▸ **RECORDS FOR THIS TASK**:

- - - - -

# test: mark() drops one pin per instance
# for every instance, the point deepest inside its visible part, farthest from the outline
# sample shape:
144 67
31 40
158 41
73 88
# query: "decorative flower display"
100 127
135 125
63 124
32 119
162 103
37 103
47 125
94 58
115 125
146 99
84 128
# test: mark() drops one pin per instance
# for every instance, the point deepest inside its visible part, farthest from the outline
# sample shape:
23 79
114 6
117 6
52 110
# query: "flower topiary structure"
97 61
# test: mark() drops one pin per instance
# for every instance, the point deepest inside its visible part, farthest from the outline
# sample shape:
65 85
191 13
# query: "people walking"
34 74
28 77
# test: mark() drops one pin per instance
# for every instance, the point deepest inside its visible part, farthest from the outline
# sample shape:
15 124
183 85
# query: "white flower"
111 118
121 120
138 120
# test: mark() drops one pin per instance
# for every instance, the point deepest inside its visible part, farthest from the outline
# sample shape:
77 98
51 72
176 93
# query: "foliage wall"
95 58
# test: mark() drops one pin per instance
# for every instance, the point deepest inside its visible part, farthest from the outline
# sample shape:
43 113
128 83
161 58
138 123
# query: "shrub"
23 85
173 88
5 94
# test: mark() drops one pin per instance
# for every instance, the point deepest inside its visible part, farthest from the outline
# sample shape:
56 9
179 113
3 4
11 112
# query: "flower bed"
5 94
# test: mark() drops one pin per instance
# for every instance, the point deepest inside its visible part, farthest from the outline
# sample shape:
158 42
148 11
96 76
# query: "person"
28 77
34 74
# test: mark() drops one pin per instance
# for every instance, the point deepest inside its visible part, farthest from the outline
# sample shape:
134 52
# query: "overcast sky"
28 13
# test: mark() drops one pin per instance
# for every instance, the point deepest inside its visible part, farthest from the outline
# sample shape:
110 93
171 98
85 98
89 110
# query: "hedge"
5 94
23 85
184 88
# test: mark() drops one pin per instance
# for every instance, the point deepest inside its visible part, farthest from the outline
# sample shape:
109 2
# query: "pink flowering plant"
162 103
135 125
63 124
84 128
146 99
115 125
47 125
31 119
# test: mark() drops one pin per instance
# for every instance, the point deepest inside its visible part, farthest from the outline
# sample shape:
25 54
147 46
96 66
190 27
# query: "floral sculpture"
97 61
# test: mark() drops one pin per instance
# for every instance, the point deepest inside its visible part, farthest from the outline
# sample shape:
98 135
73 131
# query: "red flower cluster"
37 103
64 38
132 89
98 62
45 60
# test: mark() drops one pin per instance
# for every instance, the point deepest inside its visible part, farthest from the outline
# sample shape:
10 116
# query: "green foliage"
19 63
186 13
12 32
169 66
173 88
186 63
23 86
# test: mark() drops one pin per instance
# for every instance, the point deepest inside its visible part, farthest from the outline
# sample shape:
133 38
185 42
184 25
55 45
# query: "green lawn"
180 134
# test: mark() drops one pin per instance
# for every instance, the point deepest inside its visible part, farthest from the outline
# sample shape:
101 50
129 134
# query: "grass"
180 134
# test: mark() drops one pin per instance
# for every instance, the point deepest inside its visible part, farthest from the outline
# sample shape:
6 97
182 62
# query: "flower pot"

- - - - -

▸ **PROBLEM DESCRIPTION**:
Copy out each record exactly as given, omitting none.

▸ **ANSWER TO THE PROBLEM**:
# test: mark() drops one pin per instance
# for every instance, the point deepest inside its visible part, farthest from the outline
# sample shape:
144 67
31 40
158 41
73 88
# query: "decorative flower display"
100 127
135 125
63 124
32 119
162 103
37 103
47 125
94 58
115 125
146 99
84 128
# test: mark() drops one pin per instance
# for every instance, the point deepest inside its visible part, farthest from the outline
# sample shape:
23 79
114 6
117 6
52 110
# query: "flower topiary structure"
97 61
# test: mark() drops one pin per instance
# for every instance, the point deepest inside its visible part, farthest from the outline
# sample shape:
65 85
191 13
# query: "people walking"
34 74
28 77
# test: mark() drops one pin per instance
# for every instance, the point deepest inside its visible part, farthest from the outline
# sample shape:
15 124
183 85
# query: "white flower"
111 118
121 120
138 120
# test: mark() drops one pin per instance
# for every instance, the point deepest inside its visible part, farthest from the outline
# sample shape:
77 98
51 72
176 93
# query: "foliage wall"
95 58
# test: mark() drops one pin per instance
# for every instance, the point deepest inside its visible part, farthest from the outline
# sample shape:
43 113
128 83
161 58
138 123
# query: "shrub"
23 85
173 88
5 94
# test: mark() drops one pin per instance
# for every instance, the point deepest inside its visible part, farthest from the outline
# sample shape:
56 9
179 113
3 4
11 112
# query: "flower bed"
5 94
# test: mark() drops one pin per instance
# for every instance, the point deepest inside its visible part, farthest from the outline
# sample shape:
158 42
148 11
96 76
# query: "person"
28 77
34 74
# test: mark() drops one pin per instance
# for every instance, the point deepest inside its visible part, farthest from the outline
# sample shape:
134 52
# query: "overcast sky"
28 13
# test: mark() drops one pin per instance
# for every instance, the point deepest inside its visible part, farthest from the outline
# sample shape:
110 93
171 98
85 98
89 110
# query: "hedge"
5 94
23 85
184 88
# test: mark() drops one pin per instance
# for every instance, the point deepest inside its visible part, farthest from the outline
# sample shape:
109 2
# query: "pink flowering plant"
162 103
135 125
63 124
84 128
146 99
115 125
47 125
31 119
# test: mark() drops one pin per instance
# for every instance, the point deepest inside its visible part, farthest from the outline
# sample shape:
25 54
147 46
96 66
190 27
# query: "floral sculpture"
97 61
# test: mark() drops one pin per instance
# for every instance, the point deepest inside its visible part, farthest from the outline
# sample shape:
98 135
73 131
# query: "red flower cluster"
37 103
64 38
132 89
98 62
45 60
# test: mark() drops one pin per instance
# for every instance, the point deepest inside its visible part, farthest from the outline
# sample shape:
10 116
# query: "green foliage"
19 63
186 13
12 32
169 66
173 88
186 63
23 86
# test: mark() drops one pin per instance
# for every instance, the point deepest inside its visible part, farthest from the outline
# sample shape:
133 38
185 42
184 25
55 45
# query: "green lawn"
180 134
# test: mark() drops one pin per instance
# for every instance, the point deepest inside its visible part, farthest from the outline
# sample shape:
101 50
129 134
# query: "grass"
180 134
# test: mark() drops one pin per instance
# for every instance, the point deepest inside its visible part, farthest from the outline
# sample shape:
6 97
182 62
# query: "flower pot"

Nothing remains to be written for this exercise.